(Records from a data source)
_ _ _ _ _
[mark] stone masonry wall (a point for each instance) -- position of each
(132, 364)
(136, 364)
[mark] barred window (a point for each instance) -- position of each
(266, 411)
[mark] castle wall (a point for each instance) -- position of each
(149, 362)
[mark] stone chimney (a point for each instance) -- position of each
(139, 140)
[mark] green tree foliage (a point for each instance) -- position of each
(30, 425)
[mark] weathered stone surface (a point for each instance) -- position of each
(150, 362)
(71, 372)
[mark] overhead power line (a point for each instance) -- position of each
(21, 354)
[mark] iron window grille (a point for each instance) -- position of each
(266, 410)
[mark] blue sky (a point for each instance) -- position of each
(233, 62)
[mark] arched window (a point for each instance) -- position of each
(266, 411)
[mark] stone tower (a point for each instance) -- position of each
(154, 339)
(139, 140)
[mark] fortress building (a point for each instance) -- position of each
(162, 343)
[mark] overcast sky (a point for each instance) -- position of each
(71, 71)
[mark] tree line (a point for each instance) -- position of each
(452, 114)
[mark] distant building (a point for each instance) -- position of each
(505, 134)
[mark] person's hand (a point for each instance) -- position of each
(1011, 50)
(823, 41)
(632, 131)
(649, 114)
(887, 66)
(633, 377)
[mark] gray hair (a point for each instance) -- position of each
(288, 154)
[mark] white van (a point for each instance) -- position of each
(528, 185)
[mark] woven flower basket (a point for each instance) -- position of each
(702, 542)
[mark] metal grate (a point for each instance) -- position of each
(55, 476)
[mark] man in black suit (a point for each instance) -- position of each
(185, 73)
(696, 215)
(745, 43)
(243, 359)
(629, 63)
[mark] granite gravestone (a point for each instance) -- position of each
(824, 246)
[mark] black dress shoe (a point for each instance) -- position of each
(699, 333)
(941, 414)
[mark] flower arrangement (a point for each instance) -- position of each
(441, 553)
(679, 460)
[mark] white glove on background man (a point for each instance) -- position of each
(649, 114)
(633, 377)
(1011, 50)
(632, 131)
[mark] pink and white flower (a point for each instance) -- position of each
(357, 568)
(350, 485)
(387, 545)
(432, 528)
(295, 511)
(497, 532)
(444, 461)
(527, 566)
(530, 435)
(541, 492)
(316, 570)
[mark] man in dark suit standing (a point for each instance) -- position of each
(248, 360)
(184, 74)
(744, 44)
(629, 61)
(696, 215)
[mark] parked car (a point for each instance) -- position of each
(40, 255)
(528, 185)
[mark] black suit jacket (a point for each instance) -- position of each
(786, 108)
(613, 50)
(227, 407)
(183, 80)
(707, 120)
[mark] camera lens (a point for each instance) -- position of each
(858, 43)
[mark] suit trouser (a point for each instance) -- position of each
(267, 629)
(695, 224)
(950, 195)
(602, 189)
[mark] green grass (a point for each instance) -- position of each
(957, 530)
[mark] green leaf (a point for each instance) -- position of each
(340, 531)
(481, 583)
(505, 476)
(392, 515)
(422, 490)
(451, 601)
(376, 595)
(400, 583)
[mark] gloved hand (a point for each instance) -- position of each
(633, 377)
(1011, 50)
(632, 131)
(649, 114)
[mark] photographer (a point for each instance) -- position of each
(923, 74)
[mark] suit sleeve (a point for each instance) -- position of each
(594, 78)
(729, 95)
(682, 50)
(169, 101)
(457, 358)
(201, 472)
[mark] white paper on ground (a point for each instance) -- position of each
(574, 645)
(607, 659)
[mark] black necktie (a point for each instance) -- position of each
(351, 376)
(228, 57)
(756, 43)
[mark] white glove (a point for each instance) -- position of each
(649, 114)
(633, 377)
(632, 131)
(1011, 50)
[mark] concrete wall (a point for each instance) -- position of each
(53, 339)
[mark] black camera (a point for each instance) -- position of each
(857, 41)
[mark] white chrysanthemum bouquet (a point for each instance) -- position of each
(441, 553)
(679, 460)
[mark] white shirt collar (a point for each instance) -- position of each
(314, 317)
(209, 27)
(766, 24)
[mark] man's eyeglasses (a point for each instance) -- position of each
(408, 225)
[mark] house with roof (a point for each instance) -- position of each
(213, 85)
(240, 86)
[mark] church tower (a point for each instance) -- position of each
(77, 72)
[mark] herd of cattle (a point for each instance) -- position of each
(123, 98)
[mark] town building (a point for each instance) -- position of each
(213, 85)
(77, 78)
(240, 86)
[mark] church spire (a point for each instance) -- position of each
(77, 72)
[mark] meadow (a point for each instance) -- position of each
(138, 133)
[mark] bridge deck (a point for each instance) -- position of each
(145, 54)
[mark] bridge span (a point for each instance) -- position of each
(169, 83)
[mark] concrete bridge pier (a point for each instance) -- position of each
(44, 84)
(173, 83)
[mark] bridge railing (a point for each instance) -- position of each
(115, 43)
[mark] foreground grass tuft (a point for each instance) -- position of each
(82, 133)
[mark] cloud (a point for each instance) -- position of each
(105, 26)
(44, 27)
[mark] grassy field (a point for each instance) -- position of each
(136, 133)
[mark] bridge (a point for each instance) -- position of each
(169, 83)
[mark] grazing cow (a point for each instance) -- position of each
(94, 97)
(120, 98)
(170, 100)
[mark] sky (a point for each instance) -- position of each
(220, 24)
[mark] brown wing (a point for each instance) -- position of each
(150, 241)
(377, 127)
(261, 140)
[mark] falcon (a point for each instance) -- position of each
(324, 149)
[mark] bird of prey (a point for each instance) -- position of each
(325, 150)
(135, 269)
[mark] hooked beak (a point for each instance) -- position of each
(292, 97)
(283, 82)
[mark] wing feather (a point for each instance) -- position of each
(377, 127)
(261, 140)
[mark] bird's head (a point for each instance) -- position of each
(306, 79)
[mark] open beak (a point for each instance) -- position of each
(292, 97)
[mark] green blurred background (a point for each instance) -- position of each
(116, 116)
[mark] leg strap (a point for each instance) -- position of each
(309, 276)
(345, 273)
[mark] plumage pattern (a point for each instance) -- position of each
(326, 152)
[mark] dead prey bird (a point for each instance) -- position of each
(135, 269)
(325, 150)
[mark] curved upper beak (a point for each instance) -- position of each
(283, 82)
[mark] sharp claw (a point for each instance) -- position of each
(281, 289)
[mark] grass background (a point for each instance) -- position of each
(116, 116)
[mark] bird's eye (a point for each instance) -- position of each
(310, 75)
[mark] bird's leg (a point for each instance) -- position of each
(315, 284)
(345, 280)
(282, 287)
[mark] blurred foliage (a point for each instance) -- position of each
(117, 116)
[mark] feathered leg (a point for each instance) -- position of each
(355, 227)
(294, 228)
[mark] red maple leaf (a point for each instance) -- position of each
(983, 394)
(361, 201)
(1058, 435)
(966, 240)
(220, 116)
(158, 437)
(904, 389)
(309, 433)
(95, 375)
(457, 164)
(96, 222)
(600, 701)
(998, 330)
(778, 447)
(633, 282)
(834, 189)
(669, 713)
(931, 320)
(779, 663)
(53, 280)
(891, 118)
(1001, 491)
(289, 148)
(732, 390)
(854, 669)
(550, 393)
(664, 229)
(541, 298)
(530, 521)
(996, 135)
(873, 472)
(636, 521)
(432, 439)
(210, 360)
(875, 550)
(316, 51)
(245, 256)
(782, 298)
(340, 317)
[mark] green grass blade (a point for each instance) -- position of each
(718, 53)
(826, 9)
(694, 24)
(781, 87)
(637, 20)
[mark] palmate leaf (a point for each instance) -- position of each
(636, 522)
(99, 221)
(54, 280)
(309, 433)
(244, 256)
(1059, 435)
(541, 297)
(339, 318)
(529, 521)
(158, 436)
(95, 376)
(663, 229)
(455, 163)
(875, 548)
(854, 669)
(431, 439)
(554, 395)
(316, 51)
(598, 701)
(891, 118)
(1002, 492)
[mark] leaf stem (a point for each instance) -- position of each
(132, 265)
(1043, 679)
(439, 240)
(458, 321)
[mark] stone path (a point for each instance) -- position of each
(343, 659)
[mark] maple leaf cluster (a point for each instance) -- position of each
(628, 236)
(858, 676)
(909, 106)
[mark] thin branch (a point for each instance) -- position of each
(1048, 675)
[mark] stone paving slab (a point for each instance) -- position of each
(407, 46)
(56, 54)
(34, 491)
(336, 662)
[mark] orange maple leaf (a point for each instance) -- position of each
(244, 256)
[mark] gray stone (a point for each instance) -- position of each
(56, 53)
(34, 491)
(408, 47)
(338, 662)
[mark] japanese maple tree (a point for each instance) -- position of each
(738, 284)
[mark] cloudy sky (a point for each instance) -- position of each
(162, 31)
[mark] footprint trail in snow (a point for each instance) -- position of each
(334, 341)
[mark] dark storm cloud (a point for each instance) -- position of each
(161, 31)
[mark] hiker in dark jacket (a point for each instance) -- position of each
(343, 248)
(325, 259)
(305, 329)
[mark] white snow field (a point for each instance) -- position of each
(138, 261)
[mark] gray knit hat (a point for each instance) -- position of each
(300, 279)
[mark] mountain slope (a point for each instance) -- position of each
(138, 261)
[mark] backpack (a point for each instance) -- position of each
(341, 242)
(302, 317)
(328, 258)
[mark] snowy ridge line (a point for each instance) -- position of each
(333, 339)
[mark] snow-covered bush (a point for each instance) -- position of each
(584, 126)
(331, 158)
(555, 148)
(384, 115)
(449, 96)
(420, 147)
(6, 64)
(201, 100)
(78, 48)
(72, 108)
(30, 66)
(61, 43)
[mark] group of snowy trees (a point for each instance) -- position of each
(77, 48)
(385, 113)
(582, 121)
_ _ _ _ _
▶ **Task brief**
Write out word for word every line from the one containing "[mark] snow-covered bush" through the last line of the data, and no other line.

▶ **Solution to this exercise**
[mark] snow-covered bush (a point for each instance) -- position of each
(584, 126)
(331, 158)
(555, 148)
(384, 115)
(449, 96)
(420, 147)
(6, 64)
(201, 100)
(78, 48)
(72, 108)
(30, 66)
(61, 43)
[mark] group of snowy trees (a point for each instance) -- position of each
(77, 48)
(385, 113)
(582, 121)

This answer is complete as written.